Stored data
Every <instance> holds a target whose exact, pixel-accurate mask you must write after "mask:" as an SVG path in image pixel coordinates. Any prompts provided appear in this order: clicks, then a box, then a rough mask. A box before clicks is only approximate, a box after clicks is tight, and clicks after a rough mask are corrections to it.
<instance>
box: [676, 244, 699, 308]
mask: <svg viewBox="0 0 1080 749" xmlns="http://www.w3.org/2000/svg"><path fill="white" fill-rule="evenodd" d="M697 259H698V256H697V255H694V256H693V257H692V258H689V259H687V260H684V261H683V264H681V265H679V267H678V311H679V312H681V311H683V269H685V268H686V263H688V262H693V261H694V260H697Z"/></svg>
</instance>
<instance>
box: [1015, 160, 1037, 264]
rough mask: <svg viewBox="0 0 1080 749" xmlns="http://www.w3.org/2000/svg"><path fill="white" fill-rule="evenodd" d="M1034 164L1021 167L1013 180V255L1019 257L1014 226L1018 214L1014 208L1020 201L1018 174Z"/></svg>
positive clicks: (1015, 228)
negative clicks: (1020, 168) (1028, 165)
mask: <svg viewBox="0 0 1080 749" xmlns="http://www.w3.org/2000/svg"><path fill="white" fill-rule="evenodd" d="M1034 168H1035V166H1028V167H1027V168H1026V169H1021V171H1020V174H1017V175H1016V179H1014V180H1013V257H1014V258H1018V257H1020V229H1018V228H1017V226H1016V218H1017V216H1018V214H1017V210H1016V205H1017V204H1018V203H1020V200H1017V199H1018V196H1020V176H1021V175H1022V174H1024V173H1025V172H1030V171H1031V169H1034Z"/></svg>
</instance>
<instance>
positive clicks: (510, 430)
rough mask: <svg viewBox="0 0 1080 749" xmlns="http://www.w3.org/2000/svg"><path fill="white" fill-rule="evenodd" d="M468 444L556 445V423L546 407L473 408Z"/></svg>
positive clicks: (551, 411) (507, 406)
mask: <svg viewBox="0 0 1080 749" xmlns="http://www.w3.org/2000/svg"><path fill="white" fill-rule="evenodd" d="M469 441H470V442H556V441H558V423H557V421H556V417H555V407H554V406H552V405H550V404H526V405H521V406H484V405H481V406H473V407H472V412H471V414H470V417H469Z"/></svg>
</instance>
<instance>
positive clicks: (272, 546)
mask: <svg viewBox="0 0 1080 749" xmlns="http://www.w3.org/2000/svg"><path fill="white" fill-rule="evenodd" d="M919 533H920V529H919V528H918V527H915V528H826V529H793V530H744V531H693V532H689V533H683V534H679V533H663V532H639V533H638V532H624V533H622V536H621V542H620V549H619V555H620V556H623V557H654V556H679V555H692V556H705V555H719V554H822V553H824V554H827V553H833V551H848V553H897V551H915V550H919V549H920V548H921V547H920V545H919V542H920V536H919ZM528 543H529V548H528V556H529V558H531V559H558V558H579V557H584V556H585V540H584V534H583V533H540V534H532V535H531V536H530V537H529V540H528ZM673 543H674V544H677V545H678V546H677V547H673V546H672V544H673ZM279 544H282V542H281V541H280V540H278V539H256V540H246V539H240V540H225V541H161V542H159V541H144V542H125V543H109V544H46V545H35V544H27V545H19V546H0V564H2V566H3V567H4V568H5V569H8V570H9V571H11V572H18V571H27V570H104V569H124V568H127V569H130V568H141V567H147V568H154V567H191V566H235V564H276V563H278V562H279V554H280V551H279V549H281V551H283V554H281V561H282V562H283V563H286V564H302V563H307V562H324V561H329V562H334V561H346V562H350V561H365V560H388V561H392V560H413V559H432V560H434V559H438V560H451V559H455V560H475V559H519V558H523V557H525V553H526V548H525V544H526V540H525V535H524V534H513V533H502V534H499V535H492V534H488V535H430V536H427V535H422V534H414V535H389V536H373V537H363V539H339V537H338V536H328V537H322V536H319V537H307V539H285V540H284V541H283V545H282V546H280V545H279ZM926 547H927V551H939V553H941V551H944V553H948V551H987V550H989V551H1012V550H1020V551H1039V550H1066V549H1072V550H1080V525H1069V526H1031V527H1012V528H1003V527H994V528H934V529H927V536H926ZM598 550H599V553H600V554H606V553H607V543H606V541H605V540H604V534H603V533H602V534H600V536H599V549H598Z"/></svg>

◆ What to do:
Each entry above should be repeated exactly, with no line left out.

◆ Your solution:
Every <instance> holds a target whose exact, pixel-accurate mask you must write after "mask:" as an SVG path in image pixel coordinates. Any prompts provided appear in this order: clicks, then a box, then a rough mask. A box before clicks is only approximate, a box after clicks is tight, and clicks after a rough mask are corrections to it.
<instance>
box: [676, 244, 699, 308]
mask: <svg viewBox="0 0 1080 749" xmlns="http://www.w3.org/2000/svg"><path fill="white" fill-rule="evenodd" d="M697 259H698V256H697V255H694V256H693V257H692V258H689V259H687V260H684V261H683V264H681V265H679V267H678V311H679V312H681V311H683V269H685V268H686V263H688V262H693V261H694V260H697Z"/></svg>
</instance>
<instance>
box: [1015, 160, 1037, 264]
rough mask: <svg viewBox="0 0 1080 749" xmlns="http://www.w3.org/2000/svg"><path fill="white" fill-rule="evenodd" d="M1034 164L1021 167L1013 180V255L1019 257L1014 226L1018 214L1014 208L1020 201L1018 174Z"/></svg>
positive clicks: (1015, 228)
negative clicks: (1020, 168) (1028, 165)
mask: <svg viewBox="0 0 1080 749" xmlns="http://www.w3.org/2000/svg"><path fill="white" fill-rule="evenodd" d="M1034 168H1035V166H1028V167H1027V168H1026V169H1021V171H1020V174H1017V175H1016V179H1014V180H1013V257H1014V258H1018V257H1020V229H1018V228H1017V226H1016V218H1017V216H1018V214H1017V210H1016V205H1017V204H1018V203H1020V200H1017V199H1018V196H1020V176H1021V175H1022V174H1024V173H1025V172H1030V171H1031V169H1034Z"/></svg>
</instance>
<instance>
positive clicks: (510, 430)
rough mask: <svg viewBox="0 0 1080 749" xmlns="http://www.w3.org/2000/svg"><path fill="white" fill-rule="evenodd" d="M468 444L556 445V423L546 407L473 408Z"/></svg>
positive clicks: (551, 411) (507, 406)
mask: <svg viewBox="0 0 1080 749" xmlns="http://www.w3.org/2000/svg"><path fill="white" fill-rule="evenodd" d="M469 441H470V442H556V441H558V423H557V421H556V417H555V407H554V406H552V405H550V404H526V405H521V406H484V405H481V406H473V407H472V412H471V414H470V417H469Z"/></svg>
</instance>
<instance>
positive clicks: (272, 546)
mask: <svg viewBox="0 0 1080 749" xmlns="http://www.w3.org/2000/svg"><path fill="white" fill-rule="evenodd" d="M919 533H920V529H919V528H918V527H915V528H826V529H793V530H744V531H693V532H689V533H683V534H679V533H663V532H639V533H638V532H624V533H622V536H621V542H620V549H619V555H620V556H623V557H654V556H679V555H692V556H705V555H719V554H822V553H824V554H827V553H833V551H848V553H897V551H915V550H919V549H920V548H921V547H920V545H919V542H920V536H919ZM528 543H529V548H528V556H529V558H531V559H558V558H579V557H584V556H585V540H584V534H583V533H540V534H532V535H531V536H530V537H529V540H528ZM673 543H674V544H677V545H678V546H677V547H673V546H672V544H673ZM279 544H282V542H281V541H280V540H278V539H256V540H246V539H240V540H225V541H161V542H159V541H144V542H125V543H109V544H46V545H35V544H27V545H19V546H0V564H2V566H3V567H4V568H5V569H8V570H9V571H11V572H18V571H27V570H104V569H124V568H127V569H130V568H141V567H147V568H154V567H191V566H235V564H276V563H278V562H279V554H280V551H279V549H281V551H283V554H281V561H282V562H283V563H286V564H302V563H307V562H324V561H329V562H334V561H346V562H350V561H365V560H388V561H392V560H413V559H432V560H434V559H438V560H451V559H455V560H475V559H519V558H523V557H525V553H526V548H525V544H526V540H525V535H524V534H513V533H502V534H499V535H492V534H488V535H430V536H427V535H422V534H414V535H389V536H373V537H363V539H339V537H338V536H328V537H322V536H319V537H307V539H285V540H284V541H283V545H282V546H280V545H279ZM926 547H927V551H939V553H941V551H944V553H948V551H987V550H989V551H1012V550H1020V551H1039V550H1066V549H1072V550H1080V525H1069V526H1031V527H1012V528H1003V527H994V528H934V529H927V536H926ZM598 550H599V553H600V554H606V553H607V543H606V541H605V540H604V534H603V533H602V534H600V536H599V549H598Z"/></svg>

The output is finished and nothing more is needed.